## Texte choisi

++++++++++++++++++++

Il faut se rendre à l’évidence : les salariés ou chercheurs d’emploi ne sont pas uniquement en recherche de sécurité, qui serait le corollaire d’un lien de subordination accepté. Et par forcément non plus en désespérance parce que la numérisation et la digitalisation sont présentées comme le berceau de la société future, dont les techniques et régulations seraient réservées à une élite mondialisée prélevée des mondes de la haute technologie, de la haute finance et de la haute politique, renvoyant ainsi le peuple des non-initiés à la solidarité des pauvres et au salaire dit universel. Ne nions pas que la sécurité de l’emploi et la continuité du travail rémunéré sont déterminants dans une trajectoire de vie, mais essayons d’aller plus loin.
La définition du travail donnée généralement est celle-ci, infiniment réductrice : « activité rémunérée qui permet la production de biens et services ». De cette définition découleraient actuellement quelques problématiques saillantes : le contrat commercial va-t-il se substituer au contrat salarial ? Les personnes les plus éloignées de l’emploi n’ont-elles besoin que de formations comportementales et polyvalentes ? Et plus loin, des enjeux sociétaux comme : faut-il laisser s’étendre des « quartiers négligés » sur des aires toujours plus grandes, et sécuriser par des forces d’ordre les cœurs de métropole ? …
Le travail toujours au centre de l’émancipation humaine et la structuration de la société.
Au sein d’un monde dit disruptif parce qu’il accélère et multiplie les mutations économiques et les statuts, le travail est bien plus qu’un simple rapport économique ou utilitaire. Il est avant tout la mise en œuvre d’un bouquet de compétences. Chacun et chacune dans la société en possède un qui lui est propre. Parmi ces compétences, certaines sont codifiées et font l’objet d’une reconnaissance professionnelle et collective, ce sont les qualifications. La récompense de la mise en œuvre de ces compétences et qualifications ne saurait être délimitée par les seuls salaire ou rétribution du service rendu, qui restent toujours limités par un contrat social individuel. Les travailleurs accordent d’autres valeurs que vénales à la mobilisation de leur énergie. Chacune et chacun d’entre nous cherchons à « faire quelque chose de notre vie », nous voulons à la fois être utiles aux autres et réaliser nos désirs. Dans cette double aspiration, le travail occupe une place essentielle. La philosophe Simone Weil l’a traduit à sa façon : « Quelle merveilleuse plénitude de vie ne pourrait-on pas attendre d’une civilisation où le travail serait assez transformé pour exercer pleinement toutes les facultés, pour constituer l’acte humain par excellence ? Il devrait alors se trouver au centre même de la culture ».*
« Et toi, tu fais quoi dans la vie ? »

++++++++++++++++++++

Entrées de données

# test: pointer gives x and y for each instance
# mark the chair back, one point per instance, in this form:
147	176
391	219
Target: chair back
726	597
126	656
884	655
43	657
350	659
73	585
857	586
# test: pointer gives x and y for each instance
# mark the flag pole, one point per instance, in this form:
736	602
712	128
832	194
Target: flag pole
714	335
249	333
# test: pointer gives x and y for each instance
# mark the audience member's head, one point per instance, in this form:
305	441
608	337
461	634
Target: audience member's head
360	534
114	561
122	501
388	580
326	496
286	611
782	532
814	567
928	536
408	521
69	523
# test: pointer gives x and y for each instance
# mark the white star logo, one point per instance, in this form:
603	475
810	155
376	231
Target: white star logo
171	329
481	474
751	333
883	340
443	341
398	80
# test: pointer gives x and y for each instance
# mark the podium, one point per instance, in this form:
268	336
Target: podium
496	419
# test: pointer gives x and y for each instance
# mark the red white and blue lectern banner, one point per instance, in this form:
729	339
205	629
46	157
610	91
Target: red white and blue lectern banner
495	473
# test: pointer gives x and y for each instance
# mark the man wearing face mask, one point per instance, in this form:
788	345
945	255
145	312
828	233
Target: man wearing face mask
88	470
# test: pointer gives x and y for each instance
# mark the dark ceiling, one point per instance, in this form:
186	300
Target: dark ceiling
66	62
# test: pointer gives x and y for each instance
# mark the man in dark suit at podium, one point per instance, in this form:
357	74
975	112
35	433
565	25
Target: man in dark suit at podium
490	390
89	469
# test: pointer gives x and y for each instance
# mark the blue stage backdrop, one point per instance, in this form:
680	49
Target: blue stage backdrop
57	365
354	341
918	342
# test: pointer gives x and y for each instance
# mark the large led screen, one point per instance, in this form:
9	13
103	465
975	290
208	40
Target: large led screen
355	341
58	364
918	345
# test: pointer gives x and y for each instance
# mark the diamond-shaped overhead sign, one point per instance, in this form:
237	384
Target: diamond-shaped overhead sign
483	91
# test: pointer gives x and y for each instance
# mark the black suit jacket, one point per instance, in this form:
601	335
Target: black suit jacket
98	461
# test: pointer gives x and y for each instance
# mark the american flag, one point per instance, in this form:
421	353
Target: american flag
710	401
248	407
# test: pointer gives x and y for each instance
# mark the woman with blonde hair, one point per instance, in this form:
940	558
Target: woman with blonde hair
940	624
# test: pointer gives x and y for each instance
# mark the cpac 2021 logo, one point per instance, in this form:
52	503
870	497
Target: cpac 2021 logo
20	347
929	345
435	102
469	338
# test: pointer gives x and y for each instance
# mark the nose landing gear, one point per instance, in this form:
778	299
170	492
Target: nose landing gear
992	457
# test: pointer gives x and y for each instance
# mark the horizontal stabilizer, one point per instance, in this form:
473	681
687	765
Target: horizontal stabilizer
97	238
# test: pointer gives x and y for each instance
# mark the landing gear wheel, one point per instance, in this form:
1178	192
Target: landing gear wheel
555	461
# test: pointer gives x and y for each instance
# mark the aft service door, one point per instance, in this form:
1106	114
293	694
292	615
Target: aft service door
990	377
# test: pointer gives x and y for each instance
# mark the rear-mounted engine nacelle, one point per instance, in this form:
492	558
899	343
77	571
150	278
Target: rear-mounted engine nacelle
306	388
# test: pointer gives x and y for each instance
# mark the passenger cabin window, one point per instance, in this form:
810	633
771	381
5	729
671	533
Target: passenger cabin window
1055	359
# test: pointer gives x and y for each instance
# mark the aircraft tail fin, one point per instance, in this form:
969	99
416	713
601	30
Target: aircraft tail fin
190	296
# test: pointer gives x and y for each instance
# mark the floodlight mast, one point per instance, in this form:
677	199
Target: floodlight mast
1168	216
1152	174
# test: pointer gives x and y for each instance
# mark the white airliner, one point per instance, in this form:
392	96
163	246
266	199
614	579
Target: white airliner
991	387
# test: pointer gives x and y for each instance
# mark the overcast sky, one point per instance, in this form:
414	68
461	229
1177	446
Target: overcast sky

++++++++++++++++++++

## Consignes
A - Dans le texte sur le travail, quel nom porte les compétences codifiées qui sont reconnues sur le plan professionnel et collectif ?
B - Citez tous les mondes d'où, d'après le texte sur le travail, serait tirée l'élite mondialisée.
C - Les affirmations suivantes sont-elles conformes au texte sur le travail ? (i) La définition courante du travail y est jugée très réductrice. (ii) Les travailleurs n'attachent qu'une valeur d'argent à l'énergie qu'ils mettent dans leur travail. (iii) Pour Simone Weil, le travail devrait se trouver au centre de la culture.

## Corrigés
A - Ce sont les qualifications.

B - Le monde de la haute technologie, celui de la haute finance et celui de la haute politique.

C -
(i) Oui : « La définition du travail donnée généralement est celle-ci, infiniment réductrice ».
(ii) Non : « Les travailleurs accordent d’autres valeurs que vénales à la mobilisation de leur énergie. »
(iii) Oui : « Il devrait alors se trouver au centre même de la culture ».